───── Input records
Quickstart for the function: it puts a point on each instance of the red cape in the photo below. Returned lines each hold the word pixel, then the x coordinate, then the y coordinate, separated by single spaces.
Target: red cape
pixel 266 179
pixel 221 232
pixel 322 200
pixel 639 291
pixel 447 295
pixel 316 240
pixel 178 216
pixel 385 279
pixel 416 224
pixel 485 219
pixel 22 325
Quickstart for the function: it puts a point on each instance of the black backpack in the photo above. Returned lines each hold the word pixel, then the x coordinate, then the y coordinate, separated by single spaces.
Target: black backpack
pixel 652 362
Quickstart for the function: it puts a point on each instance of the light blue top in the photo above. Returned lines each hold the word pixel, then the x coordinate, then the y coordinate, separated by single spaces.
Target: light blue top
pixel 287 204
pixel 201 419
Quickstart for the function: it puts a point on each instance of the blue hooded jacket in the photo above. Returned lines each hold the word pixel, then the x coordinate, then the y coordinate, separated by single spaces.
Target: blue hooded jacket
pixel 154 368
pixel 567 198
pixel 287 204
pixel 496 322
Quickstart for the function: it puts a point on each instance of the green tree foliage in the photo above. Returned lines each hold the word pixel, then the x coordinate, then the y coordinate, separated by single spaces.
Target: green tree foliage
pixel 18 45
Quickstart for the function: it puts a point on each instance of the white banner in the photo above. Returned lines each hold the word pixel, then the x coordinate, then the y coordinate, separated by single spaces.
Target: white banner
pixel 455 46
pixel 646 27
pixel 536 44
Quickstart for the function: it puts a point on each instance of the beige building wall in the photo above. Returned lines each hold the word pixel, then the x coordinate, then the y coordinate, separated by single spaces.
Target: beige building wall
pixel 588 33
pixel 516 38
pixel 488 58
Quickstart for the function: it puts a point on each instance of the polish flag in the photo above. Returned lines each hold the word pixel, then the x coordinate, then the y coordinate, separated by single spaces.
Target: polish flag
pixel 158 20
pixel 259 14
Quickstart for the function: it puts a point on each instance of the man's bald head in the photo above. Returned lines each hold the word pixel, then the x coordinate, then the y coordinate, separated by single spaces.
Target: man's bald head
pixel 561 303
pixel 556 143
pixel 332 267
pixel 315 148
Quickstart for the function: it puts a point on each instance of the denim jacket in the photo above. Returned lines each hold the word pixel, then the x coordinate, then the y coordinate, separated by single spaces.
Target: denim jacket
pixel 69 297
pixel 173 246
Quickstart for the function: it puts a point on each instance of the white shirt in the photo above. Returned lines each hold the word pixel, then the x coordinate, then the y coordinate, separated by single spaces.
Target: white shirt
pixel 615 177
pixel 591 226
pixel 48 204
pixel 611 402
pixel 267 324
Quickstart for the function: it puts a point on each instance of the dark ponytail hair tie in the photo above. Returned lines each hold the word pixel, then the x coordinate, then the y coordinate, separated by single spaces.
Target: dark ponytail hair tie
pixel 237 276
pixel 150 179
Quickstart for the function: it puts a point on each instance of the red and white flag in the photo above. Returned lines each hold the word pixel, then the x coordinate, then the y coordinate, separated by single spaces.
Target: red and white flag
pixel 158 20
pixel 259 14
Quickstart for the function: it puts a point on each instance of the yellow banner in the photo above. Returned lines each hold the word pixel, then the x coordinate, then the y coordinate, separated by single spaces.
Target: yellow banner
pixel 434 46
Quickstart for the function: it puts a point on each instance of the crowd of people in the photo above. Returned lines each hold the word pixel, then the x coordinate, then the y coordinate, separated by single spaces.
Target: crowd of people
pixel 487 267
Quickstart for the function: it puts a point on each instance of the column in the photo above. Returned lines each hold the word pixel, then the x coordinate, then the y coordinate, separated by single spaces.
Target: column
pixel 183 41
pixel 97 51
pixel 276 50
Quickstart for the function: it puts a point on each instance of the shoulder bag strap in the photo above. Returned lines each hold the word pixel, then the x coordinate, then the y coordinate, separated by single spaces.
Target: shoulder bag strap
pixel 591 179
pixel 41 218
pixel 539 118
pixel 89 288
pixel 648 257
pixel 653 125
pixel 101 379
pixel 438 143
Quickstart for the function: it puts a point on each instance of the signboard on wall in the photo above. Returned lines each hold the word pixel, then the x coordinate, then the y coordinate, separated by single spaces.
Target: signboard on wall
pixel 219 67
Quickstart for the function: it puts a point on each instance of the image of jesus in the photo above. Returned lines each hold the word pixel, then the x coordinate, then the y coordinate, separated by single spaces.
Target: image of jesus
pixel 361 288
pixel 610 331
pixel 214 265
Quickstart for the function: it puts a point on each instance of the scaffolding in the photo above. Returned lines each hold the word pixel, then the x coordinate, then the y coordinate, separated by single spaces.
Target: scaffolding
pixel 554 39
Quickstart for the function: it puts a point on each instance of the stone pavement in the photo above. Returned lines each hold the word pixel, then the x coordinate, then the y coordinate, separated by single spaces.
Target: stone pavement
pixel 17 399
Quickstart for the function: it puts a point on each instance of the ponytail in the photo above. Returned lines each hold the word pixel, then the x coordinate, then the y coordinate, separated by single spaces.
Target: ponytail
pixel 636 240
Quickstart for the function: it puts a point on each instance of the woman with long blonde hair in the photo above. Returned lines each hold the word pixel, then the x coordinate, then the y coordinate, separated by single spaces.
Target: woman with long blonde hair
──────────
[Problem details] All lines above from the one containing "of the yellow" to the one containing "of the column" must be repeated exactly, both lines included, and no others.

[Reply to the task]
Quickstart for the function: it puts a point on each instance of the yellow banner in the photo above. Returned lines each hold the word pixel, then the x coordinate, then the y coordinate, separated by single spaces.
Target: yellow banner
pixel 434 46
Quickstart for the function: it puts a point on each instance of the crowd of people in the photo above. Returned lines each hold the word pixel, then the x coordinate, then the y coordinate, separated by single spaces.
Target: crowd of people
pixel 487 267
Quickstart for the function: it puts a point on each instance of the column in the photo above. Returned lines each hold the word pixel, then the x coordinate, then the y coordinate, separated by single spaces.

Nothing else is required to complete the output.